▶ Job:
Locate each line in the records below that contains the word "water", and copy those lines out in full.

▶ Data provided:
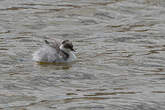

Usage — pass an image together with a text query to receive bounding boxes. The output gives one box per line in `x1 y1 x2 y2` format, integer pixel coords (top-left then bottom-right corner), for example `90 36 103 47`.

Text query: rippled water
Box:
0 0 165 110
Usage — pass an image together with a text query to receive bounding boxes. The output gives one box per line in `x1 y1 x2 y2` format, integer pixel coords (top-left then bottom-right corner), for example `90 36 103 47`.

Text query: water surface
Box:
0 0 165 110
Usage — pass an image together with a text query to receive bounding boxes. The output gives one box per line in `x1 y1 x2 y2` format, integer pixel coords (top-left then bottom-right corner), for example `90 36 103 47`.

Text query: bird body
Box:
33 39 76 63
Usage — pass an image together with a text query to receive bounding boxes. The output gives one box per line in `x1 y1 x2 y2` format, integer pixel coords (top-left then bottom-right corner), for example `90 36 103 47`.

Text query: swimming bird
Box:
33 39 76 63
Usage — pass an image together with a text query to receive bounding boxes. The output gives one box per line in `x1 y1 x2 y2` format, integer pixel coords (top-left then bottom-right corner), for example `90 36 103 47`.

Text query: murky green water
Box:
0 0 165 110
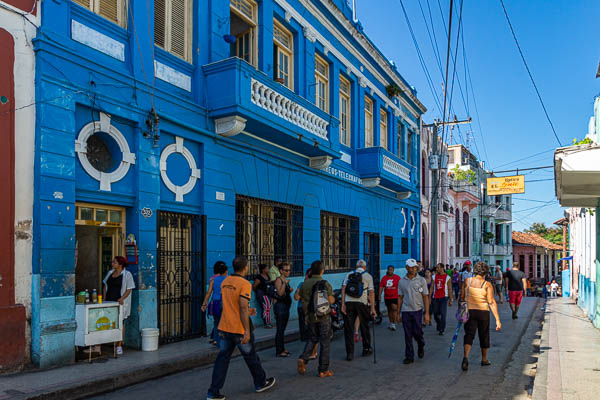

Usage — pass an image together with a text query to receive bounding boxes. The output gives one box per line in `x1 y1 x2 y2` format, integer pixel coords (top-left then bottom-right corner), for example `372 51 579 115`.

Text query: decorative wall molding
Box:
215 115 246 137
154 60 192 92
71 19 125 61
160 136 201 203
309 156 333 169
383 154 410 182
250 78 329 140
75 112 135 192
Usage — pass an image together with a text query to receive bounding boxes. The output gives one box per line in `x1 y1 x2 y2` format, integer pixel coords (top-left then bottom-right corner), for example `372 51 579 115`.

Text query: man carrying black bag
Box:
298 260 335 378
342 260 377 361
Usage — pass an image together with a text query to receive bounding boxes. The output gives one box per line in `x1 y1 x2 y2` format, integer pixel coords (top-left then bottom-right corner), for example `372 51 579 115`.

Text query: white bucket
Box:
142 328 159 351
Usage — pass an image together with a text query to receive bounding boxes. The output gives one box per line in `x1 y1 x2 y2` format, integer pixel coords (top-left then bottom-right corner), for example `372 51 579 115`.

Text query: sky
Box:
356 0 600 231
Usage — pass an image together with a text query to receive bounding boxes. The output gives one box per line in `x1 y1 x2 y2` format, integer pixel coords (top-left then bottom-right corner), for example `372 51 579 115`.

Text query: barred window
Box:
235 195 303 276
321 211 359 272
383 236 394 254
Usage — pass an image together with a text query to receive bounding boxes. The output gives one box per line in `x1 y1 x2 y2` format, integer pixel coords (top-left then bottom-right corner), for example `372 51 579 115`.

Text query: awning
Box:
554 144 600 207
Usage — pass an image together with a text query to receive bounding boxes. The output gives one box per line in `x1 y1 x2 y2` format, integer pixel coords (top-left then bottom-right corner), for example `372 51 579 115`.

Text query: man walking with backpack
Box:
398 258 429 364
298 260 335 378
342 260 377 361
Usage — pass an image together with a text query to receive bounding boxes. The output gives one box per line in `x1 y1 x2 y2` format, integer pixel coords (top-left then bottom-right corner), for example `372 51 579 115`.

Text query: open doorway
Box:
75 203 125 293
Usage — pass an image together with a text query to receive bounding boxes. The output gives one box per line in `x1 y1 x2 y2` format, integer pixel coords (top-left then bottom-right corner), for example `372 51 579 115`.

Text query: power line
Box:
500 0 562 147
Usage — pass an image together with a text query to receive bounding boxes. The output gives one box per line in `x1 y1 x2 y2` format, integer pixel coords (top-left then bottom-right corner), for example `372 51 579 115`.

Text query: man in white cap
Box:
398 258 429 364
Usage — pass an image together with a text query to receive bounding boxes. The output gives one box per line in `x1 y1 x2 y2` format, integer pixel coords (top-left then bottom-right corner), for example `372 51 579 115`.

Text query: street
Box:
94 297 543 400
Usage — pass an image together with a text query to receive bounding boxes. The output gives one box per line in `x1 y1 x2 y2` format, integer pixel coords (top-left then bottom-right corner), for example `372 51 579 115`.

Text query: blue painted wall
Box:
31 0 424 367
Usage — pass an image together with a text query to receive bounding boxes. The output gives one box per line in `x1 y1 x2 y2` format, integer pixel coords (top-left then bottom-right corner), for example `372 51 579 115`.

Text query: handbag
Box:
456 278 472 324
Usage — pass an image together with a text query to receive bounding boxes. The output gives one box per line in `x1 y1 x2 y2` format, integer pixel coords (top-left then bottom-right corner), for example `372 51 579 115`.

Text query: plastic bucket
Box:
142 328 159 351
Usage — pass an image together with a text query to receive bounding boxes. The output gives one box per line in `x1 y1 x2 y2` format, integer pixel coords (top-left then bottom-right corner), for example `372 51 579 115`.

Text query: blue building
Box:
31 0 425 367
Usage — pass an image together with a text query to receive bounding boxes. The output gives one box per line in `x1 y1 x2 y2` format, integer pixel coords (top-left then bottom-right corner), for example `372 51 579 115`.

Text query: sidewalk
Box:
533 297 600 400
0 321 298 400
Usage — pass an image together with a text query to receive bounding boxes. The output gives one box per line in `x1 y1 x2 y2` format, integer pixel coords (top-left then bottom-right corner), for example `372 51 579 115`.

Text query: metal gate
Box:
157 211 206 343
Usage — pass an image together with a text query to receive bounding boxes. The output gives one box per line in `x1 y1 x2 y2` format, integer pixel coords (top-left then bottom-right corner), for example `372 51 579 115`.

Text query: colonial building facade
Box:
31 0 425 367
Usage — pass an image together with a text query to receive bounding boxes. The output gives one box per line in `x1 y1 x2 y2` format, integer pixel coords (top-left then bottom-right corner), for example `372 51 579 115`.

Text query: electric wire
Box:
500 0 562 147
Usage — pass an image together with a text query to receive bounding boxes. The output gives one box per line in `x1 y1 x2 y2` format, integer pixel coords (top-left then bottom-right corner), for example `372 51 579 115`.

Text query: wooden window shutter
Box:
170 0 187 59
73 0 92 10
98 0 121 24
154 0 166 49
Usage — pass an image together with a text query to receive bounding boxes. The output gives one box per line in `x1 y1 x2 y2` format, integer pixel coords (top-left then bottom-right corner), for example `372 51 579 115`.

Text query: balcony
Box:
483 243 512 256
356 147 416 192
482 204 512 221
202 57 340 160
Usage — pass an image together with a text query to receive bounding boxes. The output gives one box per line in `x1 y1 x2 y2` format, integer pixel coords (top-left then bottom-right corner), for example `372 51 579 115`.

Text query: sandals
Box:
461 358 469 371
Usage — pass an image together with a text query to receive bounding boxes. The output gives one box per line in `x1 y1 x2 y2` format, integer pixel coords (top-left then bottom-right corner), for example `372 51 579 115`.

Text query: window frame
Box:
339 75 352 147
229 0 258 67
364 95 375 148
379 107 389 150
273 19 294 91
154 0 194 64
315 53 329 114
71 0 129 29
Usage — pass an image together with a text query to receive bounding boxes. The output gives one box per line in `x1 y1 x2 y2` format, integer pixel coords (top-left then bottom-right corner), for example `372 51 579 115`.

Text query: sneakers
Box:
298 358 306 375
319 369 333 378
256 377 275 393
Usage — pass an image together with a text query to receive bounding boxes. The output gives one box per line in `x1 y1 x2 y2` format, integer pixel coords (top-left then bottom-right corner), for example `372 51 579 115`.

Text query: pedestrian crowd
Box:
202 256 544 399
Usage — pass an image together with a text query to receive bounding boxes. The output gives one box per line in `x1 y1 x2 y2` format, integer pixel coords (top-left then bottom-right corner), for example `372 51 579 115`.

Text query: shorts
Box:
508 290 523 306
384 299 398 308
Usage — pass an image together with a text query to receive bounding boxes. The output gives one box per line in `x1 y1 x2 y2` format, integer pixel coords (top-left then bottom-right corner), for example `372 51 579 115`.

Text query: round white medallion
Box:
160 136 200 202
75 113 135 192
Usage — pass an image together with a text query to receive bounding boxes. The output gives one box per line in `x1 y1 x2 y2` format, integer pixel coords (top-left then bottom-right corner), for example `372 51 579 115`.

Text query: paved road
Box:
95 298 539 400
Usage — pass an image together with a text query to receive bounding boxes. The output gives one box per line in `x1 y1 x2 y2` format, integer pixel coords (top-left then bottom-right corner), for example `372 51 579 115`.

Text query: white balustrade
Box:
251 79 330 141
383 154 410 182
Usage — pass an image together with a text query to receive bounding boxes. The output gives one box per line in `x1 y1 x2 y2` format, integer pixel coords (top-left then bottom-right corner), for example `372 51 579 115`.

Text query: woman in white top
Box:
102 256 135 354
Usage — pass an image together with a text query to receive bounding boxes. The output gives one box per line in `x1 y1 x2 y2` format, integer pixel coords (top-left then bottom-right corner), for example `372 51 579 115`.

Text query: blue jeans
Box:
208 331 267 395
432 297 448 332
402 310 425 360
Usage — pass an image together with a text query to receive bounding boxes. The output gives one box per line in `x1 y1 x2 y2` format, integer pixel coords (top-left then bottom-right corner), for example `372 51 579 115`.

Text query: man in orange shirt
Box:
206 257 275 400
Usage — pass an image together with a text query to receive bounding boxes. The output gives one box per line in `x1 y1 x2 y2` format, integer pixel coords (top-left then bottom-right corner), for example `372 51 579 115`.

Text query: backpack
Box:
308 279 331 317
346 272 364 298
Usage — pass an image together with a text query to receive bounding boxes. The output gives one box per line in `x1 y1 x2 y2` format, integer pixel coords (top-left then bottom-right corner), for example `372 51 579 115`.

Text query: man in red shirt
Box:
379 265 400 331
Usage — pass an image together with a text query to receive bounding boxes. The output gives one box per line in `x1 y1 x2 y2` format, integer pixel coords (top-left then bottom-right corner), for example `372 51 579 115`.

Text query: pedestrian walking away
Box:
202 261 227 346
252 264 273 329
298 261 335 378
431 263 452 336
504 262 527 319
294 268 319 360
398 258 429 364
379 265 401 331
492 266 504 304
342 260 377 361
206 257 275 400
460 261 502 371
275 262 292 357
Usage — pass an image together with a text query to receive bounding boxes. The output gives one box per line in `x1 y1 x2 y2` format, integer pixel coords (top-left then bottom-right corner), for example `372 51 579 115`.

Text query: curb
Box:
15 330 300 400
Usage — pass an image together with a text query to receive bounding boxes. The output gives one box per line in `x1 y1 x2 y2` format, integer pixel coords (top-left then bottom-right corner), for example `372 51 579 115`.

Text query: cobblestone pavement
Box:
95 298 541 400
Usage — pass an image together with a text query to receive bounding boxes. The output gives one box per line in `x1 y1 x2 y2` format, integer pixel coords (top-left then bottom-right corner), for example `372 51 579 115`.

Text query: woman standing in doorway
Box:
102 256 135 354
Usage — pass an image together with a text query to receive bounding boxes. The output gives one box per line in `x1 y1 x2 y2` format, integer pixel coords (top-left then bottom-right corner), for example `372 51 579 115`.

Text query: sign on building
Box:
487 175 525 196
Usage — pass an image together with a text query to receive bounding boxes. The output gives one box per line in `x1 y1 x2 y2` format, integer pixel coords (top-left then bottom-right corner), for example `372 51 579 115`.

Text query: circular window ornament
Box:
75 113 135 192
160 136 200 202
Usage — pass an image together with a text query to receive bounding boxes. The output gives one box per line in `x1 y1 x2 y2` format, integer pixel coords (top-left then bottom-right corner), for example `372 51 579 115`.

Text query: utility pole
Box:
421 117 471 265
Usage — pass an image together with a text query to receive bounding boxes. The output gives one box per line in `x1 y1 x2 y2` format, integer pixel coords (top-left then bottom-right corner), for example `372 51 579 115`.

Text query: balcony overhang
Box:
202 57 341 159
356 147 417 195
554 144 600 207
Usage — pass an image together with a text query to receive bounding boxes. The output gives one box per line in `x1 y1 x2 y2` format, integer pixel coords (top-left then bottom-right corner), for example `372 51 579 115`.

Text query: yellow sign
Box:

▶ Answer to the task:
Text query: rippled water
Text query: water surface
Text query: murky green water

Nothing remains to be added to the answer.